Written instruction a:
Answer these about the North Dakota travel passage:
(i) In which city did the North and South Dakota adventure start?
(ii) How many miles did the GPS say to continue?
(iii) What had closed about an hour before the arrival at Knife River Indian Villages?

Passage shown:
################
When you think “North Dakota,”what comes to mind? For me it was space. A flat expanse covered by prairie grass, corn, and as of recently, oil fields. Something I didn’t think of was rivers. But North Dakota has them. In fact they have two National Park Sites along rivers.
I started my North and South Dakota adventure in Minneapolis, Minnesota. I was staying with some childhood friends about an hour northwest of the city and when I climbed into my Jeep after church on Sunday, I entered “Knife River Indian Villages”into my GPS. A couple miles and few quick turns later, I was on Interstate 90 and my GPS bellowed, “Continue 398 Miles.”I was about to drive over halfway across the state of North Dakota on the same road.
Turns out I was right about a few things. North Dakota is flat. And spacious. It also has many fields of sunflowers. I’m not talking about small yellow wildflowers people often call sunflowers nor am I saying there are a few large sunflowers planted throughout the state. No. Entire fields full of sunflowers as tall as I am.
Knife River Indian Villages
After seven hours of sunflowers, corn, and zero turns I arrived to Knife River Indian Villages. The Visitor Center closed about an hour before I arrived. Don’t worry, I knew that would most likely be the case. Thankfully, the grounds stay open until dark, so I was able to walk around.
################
Records supplied:
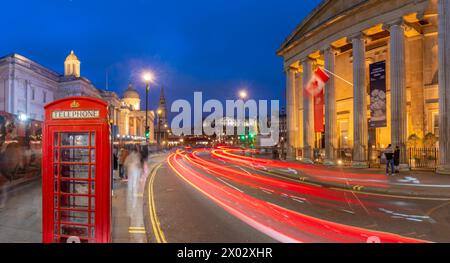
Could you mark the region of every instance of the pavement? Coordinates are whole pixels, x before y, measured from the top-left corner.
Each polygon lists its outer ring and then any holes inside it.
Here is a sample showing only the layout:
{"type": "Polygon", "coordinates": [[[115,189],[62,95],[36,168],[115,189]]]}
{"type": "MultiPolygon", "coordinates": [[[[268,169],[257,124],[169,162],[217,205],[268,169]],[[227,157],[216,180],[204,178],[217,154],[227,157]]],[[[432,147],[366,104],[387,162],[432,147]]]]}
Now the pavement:
{"type": "Polygon", "coordinates": [[[173,155],[150,176],[149,242],[450,242],[450,199],[303,183],[209,150],[173,155]]]}
{"type": "MultiPolygon", "coordinates": [[[[154,155],[148,163],[165,160],[154,155]]],[[[114,181],[112,197],[113,243],[146,243],[143,191],[146,173],[140,174],[131,189],[128,182],[114,181]]],[[[14,185],[0,208],[0,243],[40,243],[42,241],[42,184],[40,178],[14,185]]]]}
{"type": "MultiPolygon", "coordinates": [[[[255,158],[268,160],[256,155],[255,158]]],[[[303,183],[327,188],[450,200],[450,176],[432,171],[406,171],[392,176],[385,168],[355,169],[346,166],[307,165],[300,161],[276,161],[281,166],[264,167],[273,173],[297,178],[303,183]]]]}

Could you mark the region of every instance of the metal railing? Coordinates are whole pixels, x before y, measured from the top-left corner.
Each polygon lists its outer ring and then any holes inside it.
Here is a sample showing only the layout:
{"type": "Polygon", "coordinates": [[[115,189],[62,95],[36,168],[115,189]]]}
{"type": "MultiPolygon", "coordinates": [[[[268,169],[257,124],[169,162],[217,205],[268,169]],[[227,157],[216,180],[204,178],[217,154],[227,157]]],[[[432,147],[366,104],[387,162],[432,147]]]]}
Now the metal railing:
{"type": "Polygon", "coordinates": [[[438,148],[409,148],[409,167],[436,171],[439,160],[438,148]]]}

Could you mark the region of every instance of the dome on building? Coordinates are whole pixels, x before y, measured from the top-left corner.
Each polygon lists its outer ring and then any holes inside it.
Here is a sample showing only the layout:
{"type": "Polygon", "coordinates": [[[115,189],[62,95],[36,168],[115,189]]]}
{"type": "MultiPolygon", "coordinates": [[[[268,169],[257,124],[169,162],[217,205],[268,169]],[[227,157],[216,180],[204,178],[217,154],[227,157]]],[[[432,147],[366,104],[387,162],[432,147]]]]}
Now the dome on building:
{"type": "Polygon", "coordinates": [[[66,57],[66,61],[79,61],[78,57],[73,53],[73,50],[70,51],[70,54],[66,57]]]}
{"type": "Polygon", "coordinates": [[[70,54],[66,57],[66,61],[64,61],[64,76],[79,78],[81,76],[80,65],[81,62],[78,60],[78,57],[73,53],[73,50],[70,51],[70,54]]]}
{"type": "Polygon", "coordinates": [[[139,93],[133,87],[133,85],[129,84],[127,90],[123,94],[124,99],[140,99],[139,93]]]}

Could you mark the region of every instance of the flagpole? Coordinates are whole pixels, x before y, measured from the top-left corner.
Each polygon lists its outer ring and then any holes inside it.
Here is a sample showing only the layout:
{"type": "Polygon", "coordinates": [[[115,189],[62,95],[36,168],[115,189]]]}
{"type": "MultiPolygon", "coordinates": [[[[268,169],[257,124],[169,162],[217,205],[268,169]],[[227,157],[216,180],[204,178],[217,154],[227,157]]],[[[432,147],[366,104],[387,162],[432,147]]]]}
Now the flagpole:
{"type": "Polygon", "coordinates": [[[329,71],[329,70],[326,69],[326,68],[322,68],[322,69],[323,69],[325,72],[330,73],[331,75],[335,76],[336,78],[338,78],[338,79],[344,81],[345,83],[347,83],[348,85],[350,85],[350,86],[353,87],[353,83],[351,83],[351,82],[347,81],[346,79],[344,79],[344,78],[342,78],[342,77],[340,77],[340,76],[334,74],[333,72],[329,71]]]}

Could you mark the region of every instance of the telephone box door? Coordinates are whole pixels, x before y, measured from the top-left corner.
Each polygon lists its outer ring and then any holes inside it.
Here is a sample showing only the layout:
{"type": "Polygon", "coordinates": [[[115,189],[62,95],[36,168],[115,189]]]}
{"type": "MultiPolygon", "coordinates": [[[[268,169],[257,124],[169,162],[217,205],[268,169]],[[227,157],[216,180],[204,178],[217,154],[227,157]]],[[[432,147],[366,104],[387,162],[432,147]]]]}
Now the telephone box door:
{"type": "Polygon", "coordinates": [[[58,123],[44,132],[44,242],[110,242],[108,125],[58,123]]]}

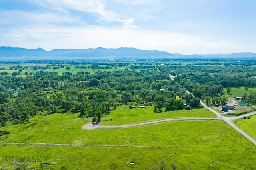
################
Written instruction b:
Could you swap "whole pixels" for "integer pixels" in the records, from the line with "Could you mark the region of every instance of the flagpole?" through the end of the records, and give those lines again with all else unchanged? Leave the pictures out of the answer.

Exercise solution a:
(i) Minneapolis, Minnesota
(ii) 398 miles
(iii) The Visitor Center

Exercise solution b:
Could you mark the region of every instance of the flagpole? Coordinates are integer pixels, x before y, measured from the top-left corner.
Each polygon lists its outer ring and then any holes inside it.
Here is a sample showing only the layout:
{"type": "Polygon", "coordinates": [[[115,189],[62,95],[36,168],[115,189]]]}
{"type": "MultiPolygon", "coordinates": [[[[268,169],[257,124],[169,162],[217,205],[268,169]],[[227,157],[216,180],[204,178],[217,154],[227,157]]],[[[432,147],[366,104],[387,162],[432,147]]]]}
Now the flagpole:
{"type": "Polygon", "coordinates": [[[329,71],[329,70],[326,69],[326,68],[322,68],[322,69],[323,69],[325,72],[330,73],[331,75],[335,76],[336,78],[338,78],[338,79],[344,81],[345,83],[347,83],[348,85],[350,85],[350,86],[353,87],[353,83],[351,83],[351,82],[347,81],[346,79],[344,79],[344,78],[342,78],[342,77],[340,77],[340,76],[334,74],[333,72],[329,71]]]}

Could you mark the region of every instance of the telephone box door? Coordinates are integer pixels, x before y, measured from the top-left corner.
Each polygon lists its outer ring and then any holes inside it.
Here is a sample showing only the layout:
{"type": "Polygon", "coordinates": [[[115,189],[62,95],[36,168],[115,189]]]}
{"type": "MultiPolygon", "coordinates": [[[[268,169],[257,124],[169,162],[217,205],[268,169]],[[227,157],[216,180],[204,178],[217,154],[227,157]]],[[[432,147],[366,104],[387,162],[432,147]]]]}
Now the telephone box door:
{"type": "Polygon", "coordinates": [[[58,123],[44,132],[44,242],[110,242],[108,125],[58,123]]]}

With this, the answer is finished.